Gene enrichment analysis for biological ontologies
For the final analytical approach, the focus was shifted from the general, genetic architecture of AD to the detection of specific polygenic mechanisms giving rise to the disorder, as permuted gene enrichment analyses were conducted on the bins of potential risk alleles applied in the scoring calculations described above. For each population-specific bin, representing one of twenty GWAS P-value thresholds defined by increments of 0.05, alleles exhibiting contrasting directions of effect between the discovery and target samples (accounting for ∼50% of the markers) were assumed to be predominantly due to chance and removed from analysis to help control statistical noise. The remaining SNPs were then assigned to genes based on the UCSC hg18 gene coordinates, with the boundaries extended ±20 kb to include regions that may have cis-regulatory functions. The resulting gene lists were tested for enrichment for genes belonging to various biological ontologies (n = 507) and receptor signaling pathways (n = 227), as defined in the ResNet Mammalian v. 7.0 database curated by Ariadne Genomics (Bethesda, MD). Unlike the ‘GO’ vocabulary from the Gene Ontology Consortium, the Ariadne ontologies are mostly based on narrowly defined cellular processes and molecular functions, thus limiting the redundancies between biological categories. Each ResNet ontology and pathway was limited to only member genes marked by genotyped SNPs in the LD-pruned GWAS data from COGA, with only those retaining two or more genes examined for enrichment (n = 651 and 639 ontologies/pathways for the AA and EA GWAS data sets, respectively). Gene enrichment was evaluated via Fisher's exact tests using the R package, with permuted lists (n = 1000) randomly assembled from genes marked by the LD-pruned GWAS data (totaling 16 740 and 14 777 for AAs and EAs, respectively), with each gene weighted for its SNP coverage. Empirical P-values represent the number of times the P-values from permuted Fisher's exact tests are smaller than the value from the observed test.

Data records
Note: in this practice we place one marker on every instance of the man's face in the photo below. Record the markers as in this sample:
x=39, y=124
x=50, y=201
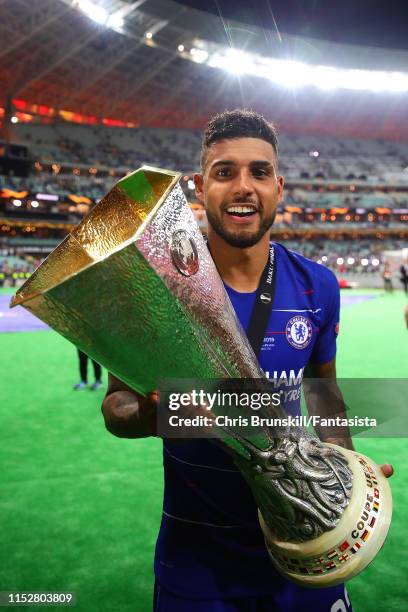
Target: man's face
x=240, y=189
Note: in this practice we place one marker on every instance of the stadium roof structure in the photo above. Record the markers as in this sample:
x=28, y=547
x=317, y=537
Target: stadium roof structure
x=160, y=63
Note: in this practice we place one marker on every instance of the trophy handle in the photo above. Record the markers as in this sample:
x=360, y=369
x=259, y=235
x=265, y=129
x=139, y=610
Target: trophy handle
x=343, y=552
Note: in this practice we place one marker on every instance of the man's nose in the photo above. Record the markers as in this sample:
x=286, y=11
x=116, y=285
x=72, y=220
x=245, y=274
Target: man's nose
x=243, y=184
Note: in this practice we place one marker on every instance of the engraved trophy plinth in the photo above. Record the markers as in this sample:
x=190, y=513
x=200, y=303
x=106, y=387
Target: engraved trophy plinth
x=135, y=288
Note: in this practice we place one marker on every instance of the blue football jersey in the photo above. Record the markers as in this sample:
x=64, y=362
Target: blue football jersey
x=210, y=544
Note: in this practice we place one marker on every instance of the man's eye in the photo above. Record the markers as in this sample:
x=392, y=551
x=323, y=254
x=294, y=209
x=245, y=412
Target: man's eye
x=259, y=172
x=223, y=172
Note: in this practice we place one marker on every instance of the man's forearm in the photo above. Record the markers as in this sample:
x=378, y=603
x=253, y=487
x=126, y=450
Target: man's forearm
x=130, y=416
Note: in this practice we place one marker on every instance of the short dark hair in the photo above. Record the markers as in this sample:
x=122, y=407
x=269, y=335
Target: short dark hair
x=238, y=123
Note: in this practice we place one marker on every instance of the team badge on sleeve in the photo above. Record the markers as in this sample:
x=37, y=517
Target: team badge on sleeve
x=299, y=332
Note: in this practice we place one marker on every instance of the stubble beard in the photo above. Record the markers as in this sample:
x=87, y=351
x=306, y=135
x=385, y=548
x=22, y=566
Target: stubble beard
x=241, y=239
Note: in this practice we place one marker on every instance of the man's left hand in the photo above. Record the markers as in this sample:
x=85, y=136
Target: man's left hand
x=387, y=470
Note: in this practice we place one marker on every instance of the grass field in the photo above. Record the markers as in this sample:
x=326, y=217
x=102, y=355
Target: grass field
x=80, y=509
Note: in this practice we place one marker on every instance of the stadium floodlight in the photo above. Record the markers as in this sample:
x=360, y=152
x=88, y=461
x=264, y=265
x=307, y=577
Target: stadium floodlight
x=115, y=21
x=198, y=55
x=293, y=73
x=93, y=11
x=238, y=62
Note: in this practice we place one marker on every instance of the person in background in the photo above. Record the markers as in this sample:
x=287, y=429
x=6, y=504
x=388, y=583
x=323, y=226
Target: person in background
x=83, y=370
x=387, y=277
x=404, y=277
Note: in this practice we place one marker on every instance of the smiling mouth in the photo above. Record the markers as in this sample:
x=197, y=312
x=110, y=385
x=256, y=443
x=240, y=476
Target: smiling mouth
x=241, y=210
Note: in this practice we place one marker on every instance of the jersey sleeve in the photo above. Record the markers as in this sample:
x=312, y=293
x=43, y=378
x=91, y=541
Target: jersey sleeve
x=325, y=348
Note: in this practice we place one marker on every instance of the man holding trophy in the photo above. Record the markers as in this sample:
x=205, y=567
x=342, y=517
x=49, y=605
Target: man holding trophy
x=210, y=554
x=251, y=529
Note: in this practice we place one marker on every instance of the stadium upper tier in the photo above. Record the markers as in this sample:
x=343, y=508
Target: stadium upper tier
x=300, y=157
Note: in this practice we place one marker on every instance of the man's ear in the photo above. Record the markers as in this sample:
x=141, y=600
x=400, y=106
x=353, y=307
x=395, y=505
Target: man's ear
x=280, y=188
x=199, y=185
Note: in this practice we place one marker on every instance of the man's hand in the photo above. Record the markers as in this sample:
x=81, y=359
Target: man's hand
x=387, y=470
x=128, y=414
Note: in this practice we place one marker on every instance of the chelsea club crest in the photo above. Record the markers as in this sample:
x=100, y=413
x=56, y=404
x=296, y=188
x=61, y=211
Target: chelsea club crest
x=299, y=332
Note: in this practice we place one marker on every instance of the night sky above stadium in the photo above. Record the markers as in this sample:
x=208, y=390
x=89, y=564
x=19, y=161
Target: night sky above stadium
x=378, y=23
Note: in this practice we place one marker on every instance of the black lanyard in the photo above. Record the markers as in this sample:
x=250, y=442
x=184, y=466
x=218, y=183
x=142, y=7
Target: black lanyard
x=262, y=309
x=263, y=304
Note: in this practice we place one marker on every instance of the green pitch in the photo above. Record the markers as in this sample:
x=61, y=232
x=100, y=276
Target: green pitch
x=80, y=509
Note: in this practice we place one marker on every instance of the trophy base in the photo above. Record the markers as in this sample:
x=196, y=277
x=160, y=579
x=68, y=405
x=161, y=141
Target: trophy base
x=343, y=552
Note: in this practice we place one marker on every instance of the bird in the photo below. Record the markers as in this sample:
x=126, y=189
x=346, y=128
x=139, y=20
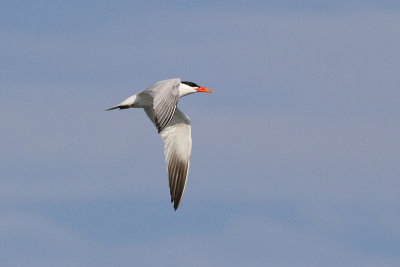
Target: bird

Exercise 1: List every value that the gene enrichment passage reports with the notation "n =", stating what each one counts.
Exercise 2: Proceed with the gene enrichment passage, writing on from its final sentence.

Answer area 1:
- 507: biological ontologies tested for enrichment
- 227: receptor signaling pathways tested for enrichment
- 651 and 639: ontologies/pathways retaining two or more genes and examined for enrichment, for the AA and EA GWAS data sets, respectively
- 1000: permuted lists used in the Fisher's exact tests

Answer area 2:
Application of population-matched scoring routines
When target scores derived from associations in the COGA data set are used to predict case/control status for the matched population (i.e. EA or AA) in SAGE, the R2 estimates for both EAs and AAs are modest, but statistically significant (Fig. 1). Maximum values are observed for association P-value thresholds set at less than 0.05 (n = 6790 risk alleles) for EA and 0.30 (n = 76 218 risk alleles) for AA target samples, accounting for 0.73% (P = 1.64 × 10–3) and 2.14% (P = 2.08 × 10–4) of the variation in AD status, respectively (Table S1); although both sets of R2 values begin to plateau at around the 0.05 or 0.10 thresholds. Given the heritability estimates of 50–80% for AD liability (Heath et al. 1997; Knopik et al. 2004), these results fall well short of the total additive genetic variation believed to underlie the illness. This discrepancy can be attributed in part to the statistical noise arising from the inclusion of non-associated markers, as well as the large number of small, individual estimates of AD effect, whose standard errors reduce the accuracy of the aggregate scores in predicting disease outcome despite their small sizes.
Variance component analysis
To obtain a more accurate estimate of AD variance explained by genome-wide markers, we conducted variance component analysis using the method proposed by the Yang et al. (2010). Based on this approach, we estimate from our LD-pruned GWAS data that 37.8% (SE = 10.4%) and 35.1% (SE = 27.8%) of the variation in AD risk is captured by common SNPs in EAs and AAs, respectively (Table S2). Although the heritability of AD is not fully recovered in these results, at least for the larger heritability estimates when one considers the substantial standard errors, it is reasonable that any unaccounted, additive genetic variation could be ‘hidden’ from our statistical purview due to causal variants not being in strong LD with the GWAS markers, with the most probable candidates being those with small MAFs (Purcell et al. 2009; Visscher et al. 2012).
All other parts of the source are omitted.